AVAILABLE DATA:
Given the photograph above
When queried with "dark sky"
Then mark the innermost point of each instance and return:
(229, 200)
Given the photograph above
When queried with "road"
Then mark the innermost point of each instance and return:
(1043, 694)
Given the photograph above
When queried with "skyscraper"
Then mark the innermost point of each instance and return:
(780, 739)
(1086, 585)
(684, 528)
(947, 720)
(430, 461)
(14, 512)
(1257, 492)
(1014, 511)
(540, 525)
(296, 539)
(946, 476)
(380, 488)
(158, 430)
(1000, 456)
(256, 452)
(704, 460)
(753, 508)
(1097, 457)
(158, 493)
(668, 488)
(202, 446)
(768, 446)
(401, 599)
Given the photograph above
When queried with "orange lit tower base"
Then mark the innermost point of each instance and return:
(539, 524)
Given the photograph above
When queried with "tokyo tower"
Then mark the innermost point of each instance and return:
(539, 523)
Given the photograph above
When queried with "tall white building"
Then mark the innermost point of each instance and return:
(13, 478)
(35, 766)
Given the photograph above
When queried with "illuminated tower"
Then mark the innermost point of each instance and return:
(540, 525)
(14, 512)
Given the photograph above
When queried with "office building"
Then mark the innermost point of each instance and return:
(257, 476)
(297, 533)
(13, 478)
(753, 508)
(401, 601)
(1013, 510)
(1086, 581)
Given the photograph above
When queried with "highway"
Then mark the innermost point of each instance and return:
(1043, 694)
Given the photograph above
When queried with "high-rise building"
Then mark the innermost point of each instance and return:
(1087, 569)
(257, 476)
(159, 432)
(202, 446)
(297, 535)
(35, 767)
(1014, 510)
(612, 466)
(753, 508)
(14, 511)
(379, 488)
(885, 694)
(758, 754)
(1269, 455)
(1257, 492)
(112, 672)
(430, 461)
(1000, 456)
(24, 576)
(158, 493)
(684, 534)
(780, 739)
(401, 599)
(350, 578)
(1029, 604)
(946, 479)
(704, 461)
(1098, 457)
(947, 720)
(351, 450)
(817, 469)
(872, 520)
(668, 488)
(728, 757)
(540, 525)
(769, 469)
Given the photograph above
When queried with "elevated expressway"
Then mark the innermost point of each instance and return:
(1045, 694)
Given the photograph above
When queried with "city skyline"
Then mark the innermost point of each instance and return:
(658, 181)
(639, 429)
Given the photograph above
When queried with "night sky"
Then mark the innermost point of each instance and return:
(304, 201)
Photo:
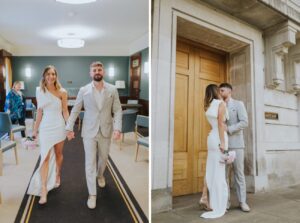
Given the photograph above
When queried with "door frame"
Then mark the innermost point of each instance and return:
(175, 16)
(193, 44)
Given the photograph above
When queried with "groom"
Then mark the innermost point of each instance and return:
(99, 100)
(238, 120)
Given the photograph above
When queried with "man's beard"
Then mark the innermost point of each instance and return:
(98, 78)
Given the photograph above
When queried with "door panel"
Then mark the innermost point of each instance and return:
(183, 123)
(195, 69)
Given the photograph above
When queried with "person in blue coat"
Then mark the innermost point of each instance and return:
(15, 105)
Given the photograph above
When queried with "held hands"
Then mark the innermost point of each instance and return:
(70, 135)
(34, 134)
(117, 135)
(222, 147)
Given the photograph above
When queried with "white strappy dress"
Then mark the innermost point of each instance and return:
(51, 132)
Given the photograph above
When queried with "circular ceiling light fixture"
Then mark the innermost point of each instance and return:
(70, 43)
(76, 2)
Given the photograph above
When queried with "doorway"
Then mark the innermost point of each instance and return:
(196, 67)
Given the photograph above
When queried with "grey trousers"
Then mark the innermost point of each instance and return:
(239, 176)
(96, 155)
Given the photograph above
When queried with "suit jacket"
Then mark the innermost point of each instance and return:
(238, 120)
(97, 114)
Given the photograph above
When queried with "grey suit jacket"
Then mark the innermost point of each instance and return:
(97, 115)
(238, 120)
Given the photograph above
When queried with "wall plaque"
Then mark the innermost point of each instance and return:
(271, 115)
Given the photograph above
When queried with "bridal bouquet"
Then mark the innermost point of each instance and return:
(30, 142)
(228, 157)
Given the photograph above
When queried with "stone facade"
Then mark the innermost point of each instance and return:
(262, 39)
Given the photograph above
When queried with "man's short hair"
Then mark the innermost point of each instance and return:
(225, 85)
(96, 64)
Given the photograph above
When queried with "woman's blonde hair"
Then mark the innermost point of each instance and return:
(211, 93)
(43, 82)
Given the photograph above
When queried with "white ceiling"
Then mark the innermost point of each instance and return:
(109, 27)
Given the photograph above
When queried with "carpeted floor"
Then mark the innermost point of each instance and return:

EXERCISE: Restate the records above word for word, without the pictures.

WRITTEN ANSWER:
Given the photograph above
When queried with "dark sky"
Then mark the innermost point of each instance and return:
(229, 200)
Given the photograph above
When queried with "road"
Then mark the innermost point of each instance and return:
(1043, 694)
Given the photograph above
When queried with "skyscraper"
Then mark the innermost point of each instance and return:
(780, 739)
(1086, 585)
(684, 528)
(947, 720)
(430, 461)
(14, 512)
(1257, 492)
(1014, 511)
(540, 525)
(296, 539)
(946, 476)
(380, 488)
(158, 430)
(1000, 456)
(256, 452)
(704, 460)
(753, 508)
(1097, 457)
(158, 493)
(668, 488)
(202, 446)
(768, 446)
(401, 599)
Given the photograph above
When queried with "orange lit tower base"
Then mark the innermost point of each instance and return:
(539, 524)
Given the photograph above
When queried with "tokyo tower"
Then mark the innermost point of each instance and return:
(539, 523)
Given the photograph above
When queried with "tall white building"
Then mark the innermost point of each instance and return:
(13, 478)
(35, 766)
Given the photograph above
When queried with "illuminated tower"
Then mark the innermost point of each instance and return:
(540, 525)
(14, 512)
Given the photograph above
When queried with "office building"
Then mark the innermost point of each instance and return:
(257, 476)
(297, 533)
(13, 478)
(753, 508)
(401, 601)
(1013, 510)
(1086, 581)
Given the photograph above
When queried with "highway"
Then mark the innermost point of each instance and return:
(1043, 694)
Given the photograph above
When queried with "high-rise building"
Then mark the innermost point of each instance and return:
(1087, 569)
(257, 476)
(159, 432)
(202, 446)
(297, 535)
(35, 767)
(1014, 510)
(612, 466)
(753, 508)
(14, 511)
(379, 488)
(885, 694)
(758, 754)
(1269, 455)
(1257, 492)
(112, 672)
(430, 461)
(1000, 456)
(24, 576)
(158, 493)
(684, 534)
(780, 739)
(401, 599)
(350, 578)
(1029, 604)
(946, 479)
(704, 461)
(1098, 457)
(947, 720)
(351, 450)
(817, 469)
(872, 520)
(668, 488)
(728, 757)
(540, 525)
(769, 469)
Given the photograph above
When queried with "elevated expressway"
Then mark the innermost point of each instance and return:
(1045, 694)
Given the photograph above
When queried with "city skyline"
Then mark the innermost point of each instance and return:
(658, 181)
(639, 429)
Given the photograph above
When queried with "night sky"
Then mark the innermost point of each instance and return:
(304, 201)
Photo:
Given the photograph above
When queried with "door frame"
Then mark the innermost point of each instance and return:
(175, 16)
(193, 44)
Given the photograph above
When queried with "groom"
Then mark the innermost point of each instance and return:
(99, 100)
(238, 120)
Given the photograph above
When queried with "man's beard"
Then mark the innermost point of each instance and return:
(98, 78)
Given the photograph above
When queried with "door panel"
Then mark the innermost point of each instance and return:
(183, 123)
(195, 69)
Given the photograph above
When queried with "person in blue coat"
Then mark the innermost point of each instance and return:
(15, 105)
Given the photograph above
When queried with "held hands"
Then mark the innermost point of each instance and return:
(70, 135)
(34, 134)
(117, 135)
(222, 147)
Given the photograph above
When queried with "white strappy dress"
Then mark the innermost point of each instance and return:
(51, 132)
Given the photograph above
When queried with "circular ceiling light fixture"
Then mark the innermost point of each instance and return:
(70, 43)
(76, 2)
Given the photograph above
When queried with "doorway"
Then mark the innermost point of each instance and return:
(196, 67)
Given the photograph above
When queried with "grey trousers"
Then mark the innermost point of each instance and return:
(239, 176)
(96, 155)
Given the photograph above
When queried with "suit jacket"
Then mark the innermost point of each instance and return:
(238, 120)
(97, 114)
Given the photograph above
When queried with "grey suit jacket"
Then mark the innermost point of each instance and return:
(97, 115)
(238, 120)
Given the photograph above
When queried with "wall plaque"
Then mark the innermost point of each instance and return:
(271, 115)
Given the photograph above
When queried with "bridal bouquet"
Then mark the innermost point of each instance and return:
(30, 142)
(228, 157)
Given the photograph above
When queried with "stone facade"
Then mark the innermost point of each instance and return:
(262, 39)
Given the photograph above
When queried with "man's short hair"
Then mark the innermost point of each instance and return:
(225, 85)
(96, 64)
Given the photograph above
When queried with "woman's blonde hair"
Then mark the innermost point of each instance and return:
(211, 93)
(43, 82)
Given the photograph above
When queried with "white ceiling"
Then mark the innermost point of each instance and return:
(109, 27)
Given the photograph above
When queried with "carpeted floor"
Then mark the innermost point of each instance and return:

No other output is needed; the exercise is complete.